▸ WORK TO BE COMPLETED: Each line from the one containing "pin: the pink blouse, one" through the last line of the entries below is to be transcribed exactly. Nothing else belongs in the reply.

[MATERIAL PROVIDED Boundary: Start]

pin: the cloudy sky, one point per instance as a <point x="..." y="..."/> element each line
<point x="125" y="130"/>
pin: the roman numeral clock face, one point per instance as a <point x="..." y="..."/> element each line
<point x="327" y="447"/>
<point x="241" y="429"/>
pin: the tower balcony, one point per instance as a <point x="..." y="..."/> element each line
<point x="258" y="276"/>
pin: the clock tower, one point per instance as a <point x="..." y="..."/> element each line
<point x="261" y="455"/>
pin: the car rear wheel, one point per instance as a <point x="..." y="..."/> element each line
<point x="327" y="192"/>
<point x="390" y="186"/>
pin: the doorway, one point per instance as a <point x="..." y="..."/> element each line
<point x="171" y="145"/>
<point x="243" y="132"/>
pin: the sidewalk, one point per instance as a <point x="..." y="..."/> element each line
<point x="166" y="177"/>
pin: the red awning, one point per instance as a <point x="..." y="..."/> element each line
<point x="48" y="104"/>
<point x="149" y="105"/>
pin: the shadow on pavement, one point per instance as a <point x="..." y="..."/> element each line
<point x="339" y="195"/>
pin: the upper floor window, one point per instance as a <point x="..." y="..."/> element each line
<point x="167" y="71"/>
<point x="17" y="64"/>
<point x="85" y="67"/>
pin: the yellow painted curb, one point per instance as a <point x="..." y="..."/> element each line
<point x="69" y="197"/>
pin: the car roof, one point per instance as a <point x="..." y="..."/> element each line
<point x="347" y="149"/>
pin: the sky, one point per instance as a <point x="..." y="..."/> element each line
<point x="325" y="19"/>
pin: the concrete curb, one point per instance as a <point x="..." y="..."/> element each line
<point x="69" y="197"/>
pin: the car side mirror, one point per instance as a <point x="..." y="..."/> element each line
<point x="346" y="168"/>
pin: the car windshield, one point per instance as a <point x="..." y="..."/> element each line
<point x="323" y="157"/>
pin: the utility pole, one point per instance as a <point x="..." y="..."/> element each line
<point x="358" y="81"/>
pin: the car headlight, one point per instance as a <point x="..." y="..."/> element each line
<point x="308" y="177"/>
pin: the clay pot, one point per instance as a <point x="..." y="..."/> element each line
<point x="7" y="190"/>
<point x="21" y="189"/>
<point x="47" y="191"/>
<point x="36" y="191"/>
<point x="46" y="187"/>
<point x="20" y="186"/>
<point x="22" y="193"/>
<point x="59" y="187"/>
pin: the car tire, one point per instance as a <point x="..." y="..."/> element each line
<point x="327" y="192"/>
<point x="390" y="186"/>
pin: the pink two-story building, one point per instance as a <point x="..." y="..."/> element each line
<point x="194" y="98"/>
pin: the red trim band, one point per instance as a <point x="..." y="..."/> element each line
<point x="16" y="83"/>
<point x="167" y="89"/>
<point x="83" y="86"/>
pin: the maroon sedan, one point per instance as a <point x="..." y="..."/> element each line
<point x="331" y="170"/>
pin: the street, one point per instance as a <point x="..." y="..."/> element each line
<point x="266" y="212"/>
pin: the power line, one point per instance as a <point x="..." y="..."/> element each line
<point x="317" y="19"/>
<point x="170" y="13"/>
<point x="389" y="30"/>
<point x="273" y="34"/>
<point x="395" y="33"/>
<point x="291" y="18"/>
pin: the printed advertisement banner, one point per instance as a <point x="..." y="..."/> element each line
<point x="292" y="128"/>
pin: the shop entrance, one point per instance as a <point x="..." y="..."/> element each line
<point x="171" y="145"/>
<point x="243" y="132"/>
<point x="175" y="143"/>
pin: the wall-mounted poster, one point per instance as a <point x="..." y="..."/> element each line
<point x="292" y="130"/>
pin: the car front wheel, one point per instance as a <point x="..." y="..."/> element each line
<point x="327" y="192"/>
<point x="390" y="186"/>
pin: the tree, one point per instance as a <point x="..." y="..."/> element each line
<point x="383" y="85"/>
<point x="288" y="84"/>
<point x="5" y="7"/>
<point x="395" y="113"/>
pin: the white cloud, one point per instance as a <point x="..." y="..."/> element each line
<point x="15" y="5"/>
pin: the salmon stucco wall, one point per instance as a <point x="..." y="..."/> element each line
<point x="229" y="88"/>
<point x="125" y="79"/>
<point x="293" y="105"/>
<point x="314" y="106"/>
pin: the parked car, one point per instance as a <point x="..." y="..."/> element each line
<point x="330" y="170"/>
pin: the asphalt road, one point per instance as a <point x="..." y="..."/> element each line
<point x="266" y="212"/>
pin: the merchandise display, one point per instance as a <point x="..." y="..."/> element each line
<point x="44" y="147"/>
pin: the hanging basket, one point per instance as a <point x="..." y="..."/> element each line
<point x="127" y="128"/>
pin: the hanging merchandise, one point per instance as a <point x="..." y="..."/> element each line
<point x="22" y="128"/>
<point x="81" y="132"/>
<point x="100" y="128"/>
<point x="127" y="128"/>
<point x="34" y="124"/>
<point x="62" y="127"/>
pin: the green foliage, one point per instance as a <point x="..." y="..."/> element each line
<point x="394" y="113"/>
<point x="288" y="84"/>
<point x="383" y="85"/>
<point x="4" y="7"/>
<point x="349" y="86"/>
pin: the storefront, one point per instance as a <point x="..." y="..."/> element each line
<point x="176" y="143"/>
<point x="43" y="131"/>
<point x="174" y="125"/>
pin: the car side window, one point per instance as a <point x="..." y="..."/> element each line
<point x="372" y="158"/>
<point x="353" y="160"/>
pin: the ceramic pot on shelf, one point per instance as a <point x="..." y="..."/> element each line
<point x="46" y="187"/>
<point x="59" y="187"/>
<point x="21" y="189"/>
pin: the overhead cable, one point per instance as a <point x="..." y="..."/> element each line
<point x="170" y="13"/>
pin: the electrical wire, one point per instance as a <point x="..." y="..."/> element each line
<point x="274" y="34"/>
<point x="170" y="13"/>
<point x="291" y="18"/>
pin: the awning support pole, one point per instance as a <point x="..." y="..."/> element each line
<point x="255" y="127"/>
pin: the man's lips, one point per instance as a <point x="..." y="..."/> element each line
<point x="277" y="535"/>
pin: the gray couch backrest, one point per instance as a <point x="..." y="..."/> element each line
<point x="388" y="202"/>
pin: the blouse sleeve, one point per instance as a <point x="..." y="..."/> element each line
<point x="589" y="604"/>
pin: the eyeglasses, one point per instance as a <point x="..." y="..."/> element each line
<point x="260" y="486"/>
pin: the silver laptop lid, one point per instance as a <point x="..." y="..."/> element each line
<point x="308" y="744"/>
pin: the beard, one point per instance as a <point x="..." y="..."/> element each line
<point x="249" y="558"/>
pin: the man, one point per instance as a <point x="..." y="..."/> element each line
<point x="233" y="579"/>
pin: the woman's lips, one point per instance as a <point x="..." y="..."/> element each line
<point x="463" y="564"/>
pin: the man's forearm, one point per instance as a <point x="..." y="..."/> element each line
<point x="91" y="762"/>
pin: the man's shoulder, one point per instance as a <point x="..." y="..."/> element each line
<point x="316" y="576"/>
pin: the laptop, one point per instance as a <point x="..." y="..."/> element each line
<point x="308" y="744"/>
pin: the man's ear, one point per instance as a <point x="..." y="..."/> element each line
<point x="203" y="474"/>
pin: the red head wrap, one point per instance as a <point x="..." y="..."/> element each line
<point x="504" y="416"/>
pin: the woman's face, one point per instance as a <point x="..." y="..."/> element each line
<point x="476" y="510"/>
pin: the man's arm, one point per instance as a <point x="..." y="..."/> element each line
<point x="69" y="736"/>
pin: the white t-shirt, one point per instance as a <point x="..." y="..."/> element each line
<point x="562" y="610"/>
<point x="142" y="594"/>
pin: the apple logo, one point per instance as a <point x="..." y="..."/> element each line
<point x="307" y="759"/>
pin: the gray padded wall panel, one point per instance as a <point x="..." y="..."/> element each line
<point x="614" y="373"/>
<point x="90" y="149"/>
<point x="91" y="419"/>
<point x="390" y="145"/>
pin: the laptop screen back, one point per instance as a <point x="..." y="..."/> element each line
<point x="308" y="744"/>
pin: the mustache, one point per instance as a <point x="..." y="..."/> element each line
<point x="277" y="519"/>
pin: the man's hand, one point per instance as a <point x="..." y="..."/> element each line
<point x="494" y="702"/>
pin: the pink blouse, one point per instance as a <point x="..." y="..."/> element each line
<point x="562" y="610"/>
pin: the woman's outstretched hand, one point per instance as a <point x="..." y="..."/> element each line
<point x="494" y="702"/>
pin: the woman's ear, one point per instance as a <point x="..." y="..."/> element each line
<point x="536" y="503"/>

[MATERIAL PROVIDED Boundary: End]

▸ EXERCISE OUTPUT:
pin: the pink blouse, one point per instance as a <point x="..." y="..."/> element each line
<point x="562" y="610"/>
pin: the woman's outstretched hand, one point per instance as a <point x="..." y="..."/> element each line
<point x="494" y="702"/>
pin: the woman's ear, one point per instance as a <point x="..." y="..."/> element each line
<point x="536" y="503"/>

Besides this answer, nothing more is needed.